- TEXTAUSZUG:
* * * * * * *
Normalerweise überleben alle Insekten die technische Holztrocknung nicht, denn eine einstündige Temperatur von 60 C ist für sie tödlich. Aber: Bei wie hoher Temperatur wird wie lange getrocknet? Weitgehend einvernehmlich gilt, dass Eiche eine besonders sensible Trocknung mit nicht mehr als 50 C erfordert, weil sie sonst Schaden nimmt. Nur wenn der Zeit- und Kostenfaktor im Vordergrund stehen, wird bei teilweise deutlich höheren Temperaturen getrocknet.
Im konkreten Fall ließ sich nachweisen, dass die Löcher im Eicheparkett schon vorhanden waren, als die Dielen verlegt und obenflächenbehandelt wurden. Die behaarten Tierchen hatten damit indes nichts zu tun. Es waren Vorratsschädlinge, sog. Speckkäfer, die - zufällig zeitgleich mit der Parkettverlegung - eingeschleppt worden waren, wahrscheinlich mit Hülsenfrüchten.
* * * * * * *
- DATENSATZ:
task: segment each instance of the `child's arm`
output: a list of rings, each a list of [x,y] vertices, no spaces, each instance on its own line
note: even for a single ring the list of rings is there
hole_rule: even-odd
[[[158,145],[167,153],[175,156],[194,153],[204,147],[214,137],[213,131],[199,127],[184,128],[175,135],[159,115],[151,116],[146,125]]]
* * * * * * *
Gib den Textauszug über Holztrocknung und Löcher im Eicheparkett vollständig und wörtlich wieder. Die Zeilen stammen aus einer anderen Quelle als der Textauszug.

Normalerweise überleben alle Insekten die technische Holztrocknung nicht, denn eine einstündige Temperatur von 60 C ist für sie tödlich. Aber: Bei wie hoher Temperatur wird wie lange getrocknet? Weitgehend einvernehmlich gilt, dass Eiche eine besonders sensible Trocknung mit nicht mehr als 50 C erfordert, weil sie sonst Schaden nimmt. Nur wenn der Zeit- und Kostenfaktor im Vordergrund stehen, wird bei teilweise deutlich höheren Temperaturen getrocknet.
Im konkreten Fall ließ sich nachweisen, dass die Löcher im Eicheparkett schon vorhanden waren, als die Dielen verlegt und obenflächenbehandelt wurden. Die behaarten Tierchen hatten damit indes nichts zu tun. Es waren Vorratsschädlinge, sog. Speckkäfer, die - zufällig zeitgleich mit der Parkettverlegung - eingeschleppt worden waren, wahrscheinlich mit Hülsenfrüchten.